:: Items

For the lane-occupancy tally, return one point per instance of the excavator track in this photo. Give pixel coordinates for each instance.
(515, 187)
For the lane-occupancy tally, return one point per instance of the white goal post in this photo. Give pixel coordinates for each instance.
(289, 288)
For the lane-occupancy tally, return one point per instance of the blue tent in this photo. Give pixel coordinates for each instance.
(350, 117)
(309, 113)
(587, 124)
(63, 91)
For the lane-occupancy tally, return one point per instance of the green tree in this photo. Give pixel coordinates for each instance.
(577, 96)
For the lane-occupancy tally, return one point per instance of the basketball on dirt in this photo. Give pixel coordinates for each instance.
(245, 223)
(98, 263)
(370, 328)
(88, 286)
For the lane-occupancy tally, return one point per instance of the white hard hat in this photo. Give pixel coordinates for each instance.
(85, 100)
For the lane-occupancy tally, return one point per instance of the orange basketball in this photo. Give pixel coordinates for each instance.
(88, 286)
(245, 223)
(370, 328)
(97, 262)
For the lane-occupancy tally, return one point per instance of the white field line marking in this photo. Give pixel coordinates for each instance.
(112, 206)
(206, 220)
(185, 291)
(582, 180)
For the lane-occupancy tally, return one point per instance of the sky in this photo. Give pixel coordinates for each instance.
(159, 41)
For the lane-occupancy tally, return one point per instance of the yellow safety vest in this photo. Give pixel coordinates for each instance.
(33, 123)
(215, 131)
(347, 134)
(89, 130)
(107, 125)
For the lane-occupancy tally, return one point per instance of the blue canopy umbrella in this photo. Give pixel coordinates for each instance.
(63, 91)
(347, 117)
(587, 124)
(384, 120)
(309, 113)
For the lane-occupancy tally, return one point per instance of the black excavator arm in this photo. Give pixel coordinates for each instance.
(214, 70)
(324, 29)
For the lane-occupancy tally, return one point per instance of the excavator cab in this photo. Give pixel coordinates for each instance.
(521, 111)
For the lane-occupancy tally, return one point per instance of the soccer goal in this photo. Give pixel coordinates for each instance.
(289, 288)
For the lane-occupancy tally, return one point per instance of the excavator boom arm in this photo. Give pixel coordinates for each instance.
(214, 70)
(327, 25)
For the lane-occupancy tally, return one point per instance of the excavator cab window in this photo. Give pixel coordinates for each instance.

::::

**Challenge:** Write out once more the lines above beginning at the line with "of the black"; continue through the final line and stop there.

**Response below:**
For the lane-occupancy tally, return one point per instance of the black excavator arm in this photo. Give pixel coordinates for each instance.
(214, 70)
(324, 29)
For the lane-occupancy tally, return one point per instance of the excavator cab in this photo. Give pixel coordinates for each instance.
(521, 111)
For the lane-occupancy tally, return one point per instance of the soccer goal in this photo. Give pixel coordinates for each instance.
(289, 288)
For the lane-occupancy tally, return one point per instance of the excavator boom arm in this photo. Give pixel coordinates for each instance.
(214, 70)
(327, 25)
For the lane-occupancy tally, return one point per instance of the excavator cab window in this photo. Give pixel coordinates for each instance.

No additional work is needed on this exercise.